WHAT TO WORK ON
**a.** Please write out a passage from the movie review below: begin at the words "Rating: Ultimately not" and stop after "me a punishment.".
**b.** In the movie review below, what does the winner of the group's summer movie contest get to pick?

READING TEXT
Rating: Ultimately not for me, but I was able to find some enjoyment in its familiarity with other gonzo classics.
OK, a little backstory: I do a summer movie contest where we have to pick box office numbers. In our group, the winner gets to pick one movie that everyone else in the group has to watch. You can pick something that you think they'll love, you can punish them with something they might hate, you can pick something that they'd never watch on their own -- there are lots of ways to do it.
This year, my friend Kevin won and he chose this movie. It's very out-there and it's hard to give it a traditional review. It is, however, a good choice for this exercise because it's never something I would have chosen and it simultaneously feels like an attempt to let me into his twisted world, while also issuing me a punishment.
The best I can describe this film is to take a heavy dose of Pink Flamingoes (1972) and toss in the off-beat vibes of Napoleon Dynamite (2004) with a pinch of The Devil's Rejects (2005) -- all wrapped up in an Adult Swim skit.

DATA EXCERPTS
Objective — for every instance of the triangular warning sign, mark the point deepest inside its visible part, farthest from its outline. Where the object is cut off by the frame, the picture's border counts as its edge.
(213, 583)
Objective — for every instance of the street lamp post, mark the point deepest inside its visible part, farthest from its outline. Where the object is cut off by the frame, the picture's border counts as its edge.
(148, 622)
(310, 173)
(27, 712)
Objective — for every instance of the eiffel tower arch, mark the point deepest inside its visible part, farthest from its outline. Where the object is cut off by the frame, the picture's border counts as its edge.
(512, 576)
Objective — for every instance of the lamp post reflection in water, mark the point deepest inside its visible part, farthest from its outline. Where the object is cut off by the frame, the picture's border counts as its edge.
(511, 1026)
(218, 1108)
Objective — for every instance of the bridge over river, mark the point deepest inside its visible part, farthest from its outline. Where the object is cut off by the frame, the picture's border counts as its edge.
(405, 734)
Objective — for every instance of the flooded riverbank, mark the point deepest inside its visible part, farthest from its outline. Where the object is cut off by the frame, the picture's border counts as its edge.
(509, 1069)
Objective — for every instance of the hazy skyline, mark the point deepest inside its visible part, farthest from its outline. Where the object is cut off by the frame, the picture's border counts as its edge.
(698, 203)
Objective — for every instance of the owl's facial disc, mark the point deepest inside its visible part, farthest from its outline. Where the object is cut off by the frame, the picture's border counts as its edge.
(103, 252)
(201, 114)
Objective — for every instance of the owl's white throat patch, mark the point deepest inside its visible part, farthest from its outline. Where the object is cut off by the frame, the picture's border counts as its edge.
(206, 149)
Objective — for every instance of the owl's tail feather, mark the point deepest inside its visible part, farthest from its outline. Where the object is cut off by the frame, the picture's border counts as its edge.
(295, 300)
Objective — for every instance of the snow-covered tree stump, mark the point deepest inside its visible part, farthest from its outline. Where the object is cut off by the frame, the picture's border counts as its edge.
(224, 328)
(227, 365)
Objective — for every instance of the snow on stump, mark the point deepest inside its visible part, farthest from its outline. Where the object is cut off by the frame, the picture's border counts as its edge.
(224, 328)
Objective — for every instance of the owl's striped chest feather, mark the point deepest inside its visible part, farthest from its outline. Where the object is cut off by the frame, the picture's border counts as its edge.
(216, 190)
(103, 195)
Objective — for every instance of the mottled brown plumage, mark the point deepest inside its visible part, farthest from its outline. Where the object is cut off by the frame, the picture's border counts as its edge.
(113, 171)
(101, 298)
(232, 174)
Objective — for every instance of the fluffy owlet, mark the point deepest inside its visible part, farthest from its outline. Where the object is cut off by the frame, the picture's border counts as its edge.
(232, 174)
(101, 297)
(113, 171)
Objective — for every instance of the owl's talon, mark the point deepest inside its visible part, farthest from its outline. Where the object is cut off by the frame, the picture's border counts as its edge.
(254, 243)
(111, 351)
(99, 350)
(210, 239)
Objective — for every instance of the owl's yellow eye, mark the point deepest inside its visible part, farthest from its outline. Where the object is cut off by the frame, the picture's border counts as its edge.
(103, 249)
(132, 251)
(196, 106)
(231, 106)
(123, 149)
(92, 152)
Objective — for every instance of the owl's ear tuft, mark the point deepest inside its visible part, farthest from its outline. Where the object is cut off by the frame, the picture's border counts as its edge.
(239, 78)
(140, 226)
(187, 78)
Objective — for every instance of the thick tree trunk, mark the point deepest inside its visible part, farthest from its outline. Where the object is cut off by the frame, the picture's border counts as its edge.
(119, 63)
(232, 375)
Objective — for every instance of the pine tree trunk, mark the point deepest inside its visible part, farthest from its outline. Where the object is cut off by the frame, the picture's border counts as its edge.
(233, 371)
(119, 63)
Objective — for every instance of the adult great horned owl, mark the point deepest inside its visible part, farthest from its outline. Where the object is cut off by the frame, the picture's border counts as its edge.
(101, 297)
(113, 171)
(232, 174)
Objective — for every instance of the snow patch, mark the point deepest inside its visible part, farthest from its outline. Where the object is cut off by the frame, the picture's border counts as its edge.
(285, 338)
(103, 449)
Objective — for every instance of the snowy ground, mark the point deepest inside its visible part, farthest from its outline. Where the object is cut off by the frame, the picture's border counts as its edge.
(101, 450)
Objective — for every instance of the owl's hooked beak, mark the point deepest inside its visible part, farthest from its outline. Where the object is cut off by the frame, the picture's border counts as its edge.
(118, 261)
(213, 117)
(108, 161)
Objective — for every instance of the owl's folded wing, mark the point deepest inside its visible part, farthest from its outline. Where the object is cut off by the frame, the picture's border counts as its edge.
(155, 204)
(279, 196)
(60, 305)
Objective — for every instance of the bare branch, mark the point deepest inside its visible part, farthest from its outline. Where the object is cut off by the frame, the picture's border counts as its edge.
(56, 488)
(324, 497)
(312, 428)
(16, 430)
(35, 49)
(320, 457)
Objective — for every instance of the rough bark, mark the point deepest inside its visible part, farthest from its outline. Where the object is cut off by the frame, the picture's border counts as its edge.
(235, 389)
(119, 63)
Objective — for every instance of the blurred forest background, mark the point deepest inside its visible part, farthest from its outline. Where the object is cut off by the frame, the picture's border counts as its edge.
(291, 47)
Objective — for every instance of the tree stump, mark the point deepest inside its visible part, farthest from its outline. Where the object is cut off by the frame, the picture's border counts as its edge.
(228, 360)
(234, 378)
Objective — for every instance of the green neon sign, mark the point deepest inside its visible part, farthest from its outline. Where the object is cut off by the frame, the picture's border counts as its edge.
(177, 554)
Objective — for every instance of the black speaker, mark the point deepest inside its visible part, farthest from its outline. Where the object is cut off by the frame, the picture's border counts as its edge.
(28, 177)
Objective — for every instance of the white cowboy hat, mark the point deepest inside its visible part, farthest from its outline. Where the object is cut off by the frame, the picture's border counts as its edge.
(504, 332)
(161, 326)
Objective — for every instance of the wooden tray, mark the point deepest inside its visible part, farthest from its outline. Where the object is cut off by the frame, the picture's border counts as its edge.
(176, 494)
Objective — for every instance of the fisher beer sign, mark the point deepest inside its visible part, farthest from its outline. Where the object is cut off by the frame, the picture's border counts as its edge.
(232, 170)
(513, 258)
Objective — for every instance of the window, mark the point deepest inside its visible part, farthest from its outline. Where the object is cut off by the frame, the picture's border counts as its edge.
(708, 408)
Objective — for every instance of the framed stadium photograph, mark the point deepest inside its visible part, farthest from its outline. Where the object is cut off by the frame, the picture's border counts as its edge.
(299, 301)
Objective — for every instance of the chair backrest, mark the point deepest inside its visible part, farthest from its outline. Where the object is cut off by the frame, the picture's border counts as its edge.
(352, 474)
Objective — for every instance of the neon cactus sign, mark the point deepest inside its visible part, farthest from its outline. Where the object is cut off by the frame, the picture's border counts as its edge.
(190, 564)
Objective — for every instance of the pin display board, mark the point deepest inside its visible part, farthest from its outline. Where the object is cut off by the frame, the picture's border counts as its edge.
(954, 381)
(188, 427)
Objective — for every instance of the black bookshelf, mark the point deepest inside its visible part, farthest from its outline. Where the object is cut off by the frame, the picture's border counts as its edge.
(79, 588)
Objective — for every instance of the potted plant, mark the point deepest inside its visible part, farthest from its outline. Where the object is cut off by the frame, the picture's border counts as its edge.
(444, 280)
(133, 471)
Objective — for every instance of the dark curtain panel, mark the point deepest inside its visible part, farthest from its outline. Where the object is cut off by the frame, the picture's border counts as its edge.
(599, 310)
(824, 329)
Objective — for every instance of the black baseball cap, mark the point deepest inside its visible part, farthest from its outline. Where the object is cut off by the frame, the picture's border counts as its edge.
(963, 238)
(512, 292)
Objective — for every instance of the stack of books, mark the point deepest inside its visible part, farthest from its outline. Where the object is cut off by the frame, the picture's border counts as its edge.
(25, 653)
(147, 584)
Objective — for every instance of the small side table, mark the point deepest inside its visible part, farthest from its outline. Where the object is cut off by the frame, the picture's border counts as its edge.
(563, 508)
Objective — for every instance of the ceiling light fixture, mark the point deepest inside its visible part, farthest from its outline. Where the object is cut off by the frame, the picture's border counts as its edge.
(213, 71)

SOLUTIONS PER TASK
**a.**
Rating: Ultimately not for me, but I was able to find some enjoyment in its familiarity with other gonzo classics.
OK, a little backstory: I do a summer movie contest where we have to pick box office numbers. In our group, the winner gets to pick one movie that everyone else in the group has to watch. You can pick something that you think they'll love, you can punish them with something they might hate, you can pick something that they'd never watch on their own -- there are lots of ways to do it.
This year, my friend Kevin won and he chose this movie. It's very out-there and it's hard to give it a traditional review. It is, however, a good choice for this exercise because it's never something I would have chosen and it simultaneously feels like an attempt to let me into his twisted world, while also issuing me a punishment.

**b.** One movie that everyone else in the group has to watch.